* **Available data**:

--

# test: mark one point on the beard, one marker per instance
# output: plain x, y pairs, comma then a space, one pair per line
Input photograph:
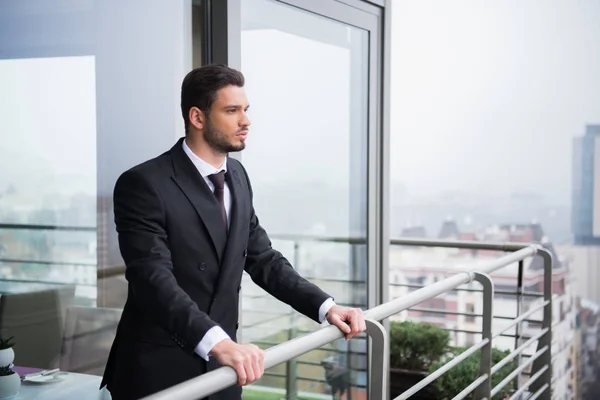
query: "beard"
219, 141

--

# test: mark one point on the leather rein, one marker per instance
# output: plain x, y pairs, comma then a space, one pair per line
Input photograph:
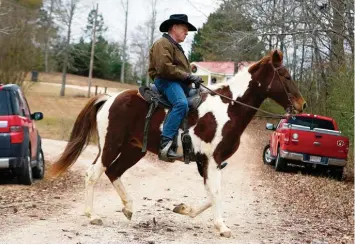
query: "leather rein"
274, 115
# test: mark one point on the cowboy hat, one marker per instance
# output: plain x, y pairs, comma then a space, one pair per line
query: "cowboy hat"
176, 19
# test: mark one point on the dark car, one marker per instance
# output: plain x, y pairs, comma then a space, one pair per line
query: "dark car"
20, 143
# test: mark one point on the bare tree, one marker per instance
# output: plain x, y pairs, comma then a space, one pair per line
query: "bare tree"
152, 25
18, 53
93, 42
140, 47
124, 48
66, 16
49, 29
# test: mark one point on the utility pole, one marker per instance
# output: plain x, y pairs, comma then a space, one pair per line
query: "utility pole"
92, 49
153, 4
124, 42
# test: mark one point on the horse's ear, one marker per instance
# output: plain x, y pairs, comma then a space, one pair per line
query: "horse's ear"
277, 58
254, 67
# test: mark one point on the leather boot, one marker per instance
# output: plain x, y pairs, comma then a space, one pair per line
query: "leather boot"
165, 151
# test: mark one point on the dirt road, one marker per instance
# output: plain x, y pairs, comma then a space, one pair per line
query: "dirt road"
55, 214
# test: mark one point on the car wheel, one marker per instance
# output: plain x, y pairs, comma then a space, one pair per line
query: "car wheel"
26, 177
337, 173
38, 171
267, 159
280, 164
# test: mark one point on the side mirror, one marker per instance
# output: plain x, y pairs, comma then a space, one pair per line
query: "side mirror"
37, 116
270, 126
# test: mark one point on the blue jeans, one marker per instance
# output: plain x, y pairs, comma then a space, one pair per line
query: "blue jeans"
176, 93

--

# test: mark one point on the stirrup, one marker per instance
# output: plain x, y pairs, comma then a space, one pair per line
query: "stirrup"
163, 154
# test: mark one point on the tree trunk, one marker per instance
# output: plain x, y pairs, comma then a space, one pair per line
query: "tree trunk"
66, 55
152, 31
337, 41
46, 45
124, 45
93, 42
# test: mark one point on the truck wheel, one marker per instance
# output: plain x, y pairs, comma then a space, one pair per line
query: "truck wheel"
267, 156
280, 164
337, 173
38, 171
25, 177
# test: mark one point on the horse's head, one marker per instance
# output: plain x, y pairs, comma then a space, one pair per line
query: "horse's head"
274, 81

--

* **Prompt**: Retype word for word everything in the listing above from the line that holds "# test: mark one point on the dirt" down to the line that holds "# test: mark one point on the car". Keep both end lines and leave out the rest.

* **Answer section**:
# test: mark one point on the dirt road, one marker per instance
# output: plain x, y pairs, comma then a space, one pair per line
query: "dirt road"
55, 214
# test: mark one point on the car wheel, one marker per instance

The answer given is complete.